PROVIDED INFORMATION>
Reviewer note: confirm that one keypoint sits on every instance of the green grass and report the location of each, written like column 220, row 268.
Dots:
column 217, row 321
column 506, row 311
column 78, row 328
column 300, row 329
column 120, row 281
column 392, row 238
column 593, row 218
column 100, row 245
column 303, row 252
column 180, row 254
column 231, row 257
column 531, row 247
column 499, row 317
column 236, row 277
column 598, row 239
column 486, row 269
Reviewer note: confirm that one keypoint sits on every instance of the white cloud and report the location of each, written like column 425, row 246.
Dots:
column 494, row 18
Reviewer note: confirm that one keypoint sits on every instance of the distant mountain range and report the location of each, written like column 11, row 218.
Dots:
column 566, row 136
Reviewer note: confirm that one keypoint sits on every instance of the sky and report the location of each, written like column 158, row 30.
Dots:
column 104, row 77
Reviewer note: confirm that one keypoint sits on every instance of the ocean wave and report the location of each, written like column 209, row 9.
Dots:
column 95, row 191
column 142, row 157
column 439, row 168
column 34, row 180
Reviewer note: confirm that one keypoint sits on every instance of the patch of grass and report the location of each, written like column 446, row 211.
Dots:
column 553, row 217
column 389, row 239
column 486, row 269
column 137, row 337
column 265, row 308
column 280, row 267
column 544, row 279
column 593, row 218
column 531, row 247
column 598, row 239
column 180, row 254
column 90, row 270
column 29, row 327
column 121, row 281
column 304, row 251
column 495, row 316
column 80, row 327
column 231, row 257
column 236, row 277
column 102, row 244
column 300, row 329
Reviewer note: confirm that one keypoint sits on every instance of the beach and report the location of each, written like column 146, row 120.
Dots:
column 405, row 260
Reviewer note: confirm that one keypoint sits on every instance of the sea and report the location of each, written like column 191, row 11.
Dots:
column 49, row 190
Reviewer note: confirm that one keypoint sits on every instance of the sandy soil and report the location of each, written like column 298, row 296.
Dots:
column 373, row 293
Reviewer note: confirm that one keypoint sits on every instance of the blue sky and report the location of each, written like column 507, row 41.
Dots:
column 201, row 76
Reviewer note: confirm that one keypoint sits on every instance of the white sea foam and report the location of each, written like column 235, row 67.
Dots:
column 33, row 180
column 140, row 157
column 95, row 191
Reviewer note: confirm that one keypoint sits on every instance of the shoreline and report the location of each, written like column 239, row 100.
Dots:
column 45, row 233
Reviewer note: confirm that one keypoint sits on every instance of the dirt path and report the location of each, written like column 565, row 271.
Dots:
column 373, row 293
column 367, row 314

...

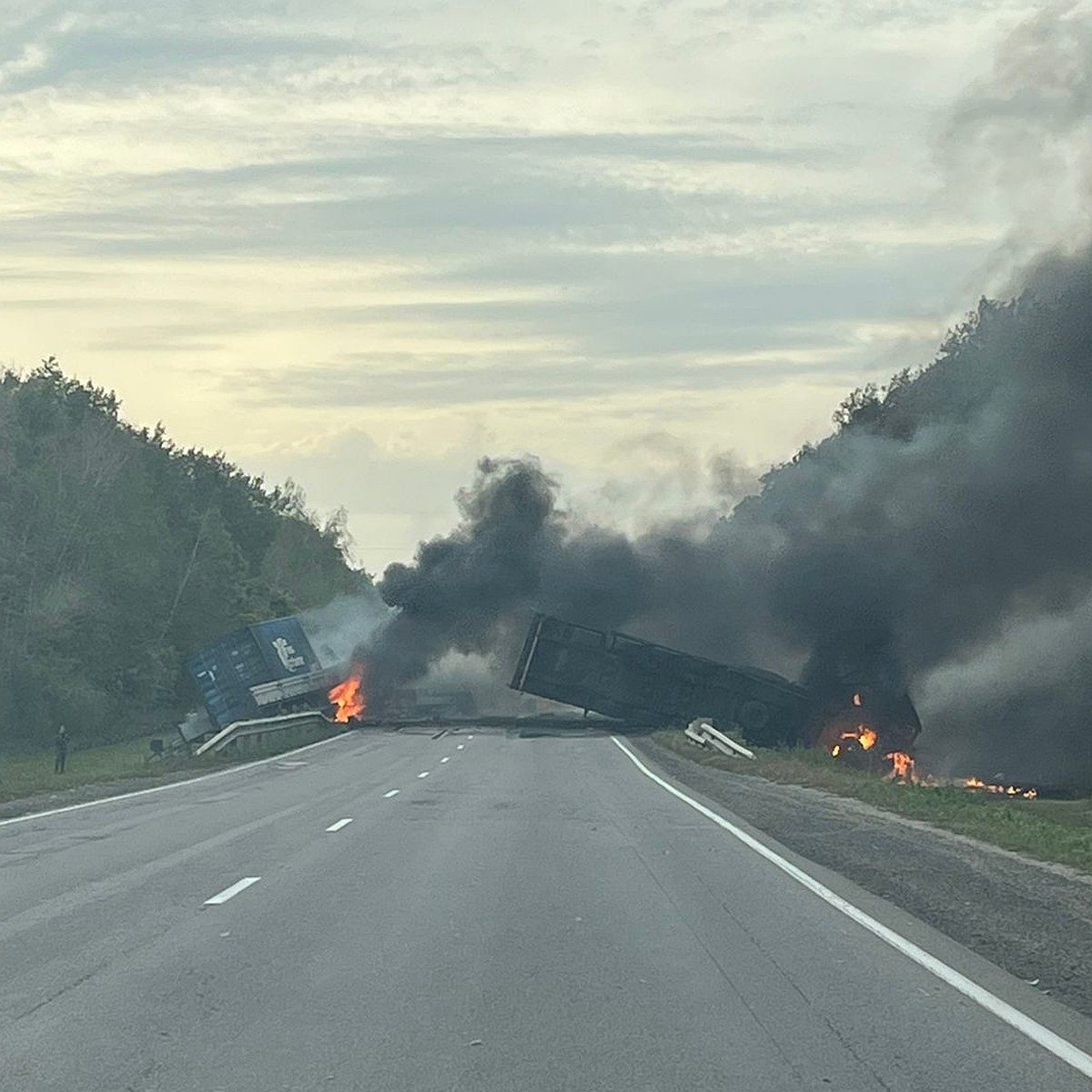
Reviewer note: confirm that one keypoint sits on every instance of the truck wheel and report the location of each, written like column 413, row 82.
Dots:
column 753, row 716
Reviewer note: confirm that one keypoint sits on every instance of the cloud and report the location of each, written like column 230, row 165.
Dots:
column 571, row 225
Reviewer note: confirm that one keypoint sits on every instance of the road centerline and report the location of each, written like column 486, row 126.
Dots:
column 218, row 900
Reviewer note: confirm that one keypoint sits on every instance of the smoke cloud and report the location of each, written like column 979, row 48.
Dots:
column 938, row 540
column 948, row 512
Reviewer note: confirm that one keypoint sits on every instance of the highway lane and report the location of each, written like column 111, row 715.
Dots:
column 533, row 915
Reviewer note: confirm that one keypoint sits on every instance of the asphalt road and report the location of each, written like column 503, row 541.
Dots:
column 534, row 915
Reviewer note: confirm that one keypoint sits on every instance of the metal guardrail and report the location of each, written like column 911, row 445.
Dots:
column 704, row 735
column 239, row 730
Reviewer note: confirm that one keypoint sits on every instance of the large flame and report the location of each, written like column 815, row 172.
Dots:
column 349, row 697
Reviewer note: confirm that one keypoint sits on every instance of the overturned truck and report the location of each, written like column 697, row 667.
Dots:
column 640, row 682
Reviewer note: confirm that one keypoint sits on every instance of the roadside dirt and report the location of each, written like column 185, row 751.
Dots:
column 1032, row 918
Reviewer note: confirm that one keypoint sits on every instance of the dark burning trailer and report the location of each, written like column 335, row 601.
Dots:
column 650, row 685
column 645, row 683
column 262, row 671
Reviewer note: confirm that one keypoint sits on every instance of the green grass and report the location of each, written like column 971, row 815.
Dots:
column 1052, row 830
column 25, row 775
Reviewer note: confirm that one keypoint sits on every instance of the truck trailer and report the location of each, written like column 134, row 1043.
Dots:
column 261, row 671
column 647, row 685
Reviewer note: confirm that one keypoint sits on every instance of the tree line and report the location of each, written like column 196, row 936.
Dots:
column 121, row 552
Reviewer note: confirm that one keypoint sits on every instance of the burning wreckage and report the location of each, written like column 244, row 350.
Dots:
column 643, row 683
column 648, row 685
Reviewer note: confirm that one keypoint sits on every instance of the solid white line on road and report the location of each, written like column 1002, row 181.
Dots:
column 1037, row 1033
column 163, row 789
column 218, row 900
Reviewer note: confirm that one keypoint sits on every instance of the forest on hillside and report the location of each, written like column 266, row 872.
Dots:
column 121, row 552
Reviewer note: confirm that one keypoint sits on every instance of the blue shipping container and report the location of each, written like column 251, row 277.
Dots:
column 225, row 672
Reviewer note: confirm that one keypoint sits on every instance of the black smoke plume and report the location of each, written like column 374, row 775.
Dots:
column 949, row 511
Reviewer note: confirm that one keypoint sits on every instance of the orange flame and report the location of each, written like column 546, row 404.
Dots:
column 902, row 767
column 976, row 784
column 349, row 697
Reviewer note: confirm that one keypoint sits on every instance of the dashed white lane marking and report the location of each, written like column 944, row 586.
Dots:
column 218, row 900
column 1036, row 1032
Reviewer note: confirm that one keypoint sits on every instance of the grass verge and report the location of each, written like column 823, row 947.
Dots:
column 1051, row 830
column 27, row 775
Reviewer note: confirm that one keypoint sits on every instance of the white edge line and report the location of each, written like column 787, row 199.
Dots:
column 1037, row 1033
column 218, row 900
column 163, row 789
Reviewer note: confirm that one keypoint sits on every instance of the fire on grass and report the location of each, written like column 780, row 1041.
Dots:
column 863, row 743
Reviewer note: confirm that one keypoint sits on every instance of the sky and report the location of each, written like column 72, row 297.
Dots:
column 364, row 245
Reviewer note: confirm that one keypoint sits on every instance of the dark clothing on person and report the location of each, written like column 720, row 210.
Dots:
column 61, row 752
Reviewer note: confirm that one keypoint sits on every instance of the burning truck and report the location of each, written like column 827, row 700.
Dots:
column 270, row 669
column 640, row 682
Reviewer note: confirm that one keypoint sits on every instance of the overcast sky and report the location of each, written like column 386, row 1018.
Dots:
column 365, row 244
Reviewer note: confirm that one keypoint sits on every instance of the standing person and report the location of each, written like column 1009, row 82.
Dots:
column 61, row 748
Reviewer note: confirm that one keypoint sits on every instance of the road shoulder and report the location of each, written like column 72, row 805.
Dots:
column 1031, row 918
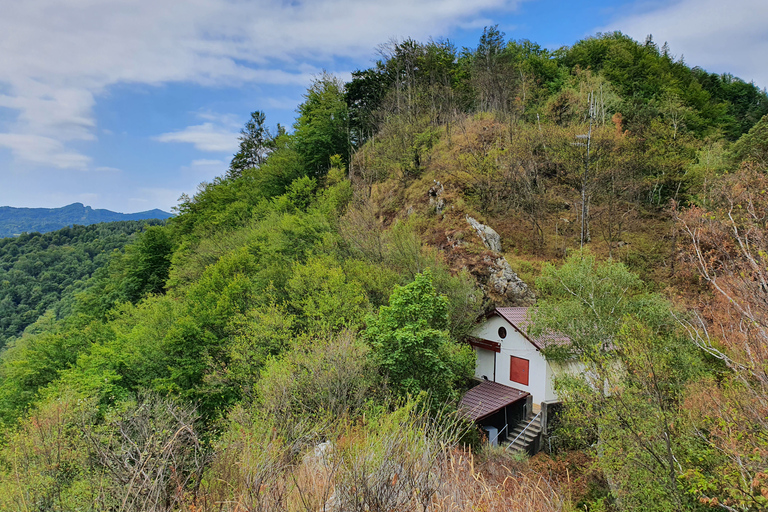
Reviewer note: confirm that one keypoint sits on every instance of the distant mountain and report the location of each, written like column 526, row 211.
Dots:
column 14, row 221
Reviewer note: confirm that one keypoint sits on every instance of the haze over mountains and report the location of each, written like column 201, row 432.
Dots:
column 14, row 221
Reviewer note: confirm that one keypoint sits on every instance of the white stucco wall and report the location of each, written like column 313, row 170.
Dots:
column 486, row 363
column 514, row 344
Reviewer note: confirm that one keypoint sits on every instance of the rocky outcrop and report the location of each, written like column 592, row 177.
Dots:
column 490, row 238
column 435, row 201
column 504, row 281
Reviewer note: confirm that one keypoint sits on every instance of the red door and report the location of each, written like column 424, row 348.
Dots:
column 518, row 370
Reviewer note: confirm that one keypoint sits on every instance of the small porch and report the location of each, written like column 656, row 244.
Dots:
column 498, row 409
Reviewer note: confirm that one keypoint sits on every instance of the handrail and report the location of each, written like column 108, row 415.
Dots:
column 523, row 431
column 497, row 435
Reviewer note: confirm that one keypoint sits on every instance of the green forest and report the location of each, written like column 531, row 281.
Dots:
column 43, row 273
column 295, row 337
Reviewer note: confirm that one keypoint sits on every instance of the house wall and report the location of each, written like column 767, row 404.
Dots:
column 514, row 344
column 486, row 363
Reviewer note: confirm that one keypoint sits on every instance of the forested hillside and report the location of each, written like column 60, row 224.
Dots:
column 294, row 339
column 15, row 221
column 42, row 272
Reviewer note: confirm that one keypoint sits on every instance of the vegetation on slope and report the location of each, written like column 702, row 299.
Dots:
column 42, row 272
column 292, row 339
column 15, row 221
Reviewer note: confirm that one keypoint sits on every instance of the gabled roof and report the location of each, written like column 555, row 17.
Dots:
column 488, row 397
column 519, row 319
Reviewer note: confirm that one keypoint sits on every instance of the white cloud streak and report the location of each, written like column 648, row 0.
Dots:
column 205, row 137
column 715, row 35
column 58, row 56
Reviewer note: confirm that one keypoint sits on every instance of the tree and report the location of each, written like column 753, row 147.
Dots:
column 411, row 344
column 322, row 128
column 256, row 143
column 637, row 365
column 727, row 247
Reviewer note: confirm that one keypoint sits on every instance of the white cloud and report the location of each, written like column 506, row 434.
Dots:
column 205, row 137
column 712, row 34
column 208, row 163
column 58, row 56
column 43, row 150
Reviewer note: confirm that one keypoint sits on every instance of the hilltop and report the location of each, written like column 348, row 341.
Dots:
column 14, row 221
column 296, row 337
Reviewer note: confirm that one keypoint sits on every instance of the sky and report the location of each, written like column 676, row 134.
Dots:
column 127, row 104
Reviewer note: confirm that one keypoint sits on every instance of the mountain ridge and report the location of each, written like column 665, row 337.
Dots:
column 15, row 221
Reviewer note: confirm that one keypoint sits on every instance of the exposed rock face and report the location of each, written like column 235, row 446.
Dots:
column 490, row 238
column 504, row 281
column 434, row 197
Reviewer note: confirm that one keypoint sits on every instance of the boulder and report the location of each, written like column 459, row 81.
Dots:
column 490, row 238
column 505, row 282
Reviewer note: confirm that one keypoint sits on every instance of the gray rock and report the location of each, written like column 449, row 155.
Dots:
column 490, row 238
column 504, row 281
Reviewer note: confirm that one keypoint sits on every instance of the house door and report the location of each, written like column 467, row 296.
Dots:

THE TASK>
Tally the lines of the data above that contain the string "smoke" and give only that number; case counts.

COMPLETE ANSWER>
2